TASKS AND EXERCISES>
A. Answer from the Chiemgau text:
(i) Between which two rivers do the foothills called the Chiemgau lie?
(ii) In what form did the name Chiemgau first appear in documents?
(iii) Which Roman province had the Chiemgau on its outskirts?
B. Using the Chiemgau text, explain where the names Chiemgau, Chiemsee and Chieming are said to come from.
C. Carry on with the Chiemgau text from where it stops.

DOCUMENT SEGMENT>
^^^^^^^^

Chiemgau (/de/) is the common name of a geographic area in Upper Bavaria. It refers to the foothills of the Alps between the rivers Inn and Traun, with the Chiemsee at its center. The political districts that contain the Chiemgau are Rosenheim and Traunstein. Wendelstein is the name of a famous mountain close by but not strictly in the Chiemgau.

==Explanation of the name==
The name Chiemgau and Chiemsee together with the place name Chieming allegedly go back to the Old High German personal name Chiemo (7th/8th century). At the end of the 8th century the name Chiemgau appeared for the first time in documents as Chimigaoe but it stood at that time for a smaller area around the village of Chieming.

==History==
From the New Stone Age to the Bronze and Iron Ages humans have left their traces in the Chiemgau.
After that this region was settled by the Celts and later by the Romans. The Romans settled mainly near the river Alz and made a crossing for their Roman road which goes from Salzburg to Augsburg at Seebruck (Bedaium).
At that time the Chiemgau was on the outskirts of the Roman province of Noricum. Chiemgau was for a long time closely connected with the Bavarian dukes and also the prince-bishops of Salzburg.

^^^^^^^^

DATA EXTRACTS>
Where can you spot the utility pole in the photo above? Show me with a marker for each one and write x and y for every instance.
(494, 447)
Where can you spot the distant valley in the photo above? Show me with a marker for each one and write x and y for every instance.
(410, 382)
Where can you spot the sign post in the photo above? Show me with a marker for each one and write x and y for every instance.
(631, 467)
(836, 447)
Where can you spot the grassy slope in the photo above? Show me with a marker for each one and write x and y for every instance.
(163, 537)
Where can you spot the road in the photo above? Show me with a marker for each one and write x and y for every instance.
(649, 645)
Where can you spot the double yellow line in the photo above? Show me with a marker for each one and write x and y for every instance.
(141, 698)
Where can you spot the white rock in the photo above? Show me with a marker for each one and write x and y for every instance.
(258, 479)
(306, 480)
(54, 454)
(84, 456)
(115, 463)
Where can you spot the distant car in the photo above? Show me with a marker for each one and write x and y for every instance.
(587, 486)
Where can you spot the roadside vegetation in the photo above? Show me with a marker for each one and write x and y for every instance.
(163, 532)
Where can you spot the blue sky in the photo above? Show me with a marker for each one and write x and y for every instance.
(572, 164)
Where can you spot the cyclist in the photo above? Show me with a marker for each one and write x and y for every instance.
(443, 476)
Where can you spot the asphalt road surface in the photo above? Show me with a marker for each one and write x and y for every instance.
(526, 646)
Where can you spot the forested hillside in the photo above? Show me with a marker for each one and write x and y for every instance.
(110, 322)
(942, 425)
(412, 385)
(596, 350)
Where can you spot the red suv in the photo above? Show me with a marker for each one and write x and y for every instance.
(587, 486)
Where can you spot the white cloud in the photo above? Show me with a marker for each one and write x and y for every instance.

^^^^^^^^

EXPECTED RESULTS>
A.
(i) The Inn and the Traun.
(ii) As Chimigaoe, at the end of the 8th century.
(iii) Noricum.

B. All three names are said to go back to Chiemo, an Old High German personal name from the 7th or 8th century. The text presents this as an alleged origin, not a certain one.

C.
After the secularisation of 1803, the whole Chiemgau district became part of Bavaria.

The Chiemgau is a source of wood, iron and salt. The production of salt, which existed from 1619 till 1912, had a big cultural and economical influence on the Chiemgau.

The Chiemgau has traditionally been horse breeding country, especially workhorses.

==Nature and geography==
The ice-age, which took place 150,00 years ago, formed the foothills of the Alps and the morainic landscape.
For this reason the Chiemgau is a hilly countryside with numerous grasslands, forests and fens; additional there are plenty of lakes of which the biggest one is the Chiemsee.
The biggest mountains are almost 2000m high.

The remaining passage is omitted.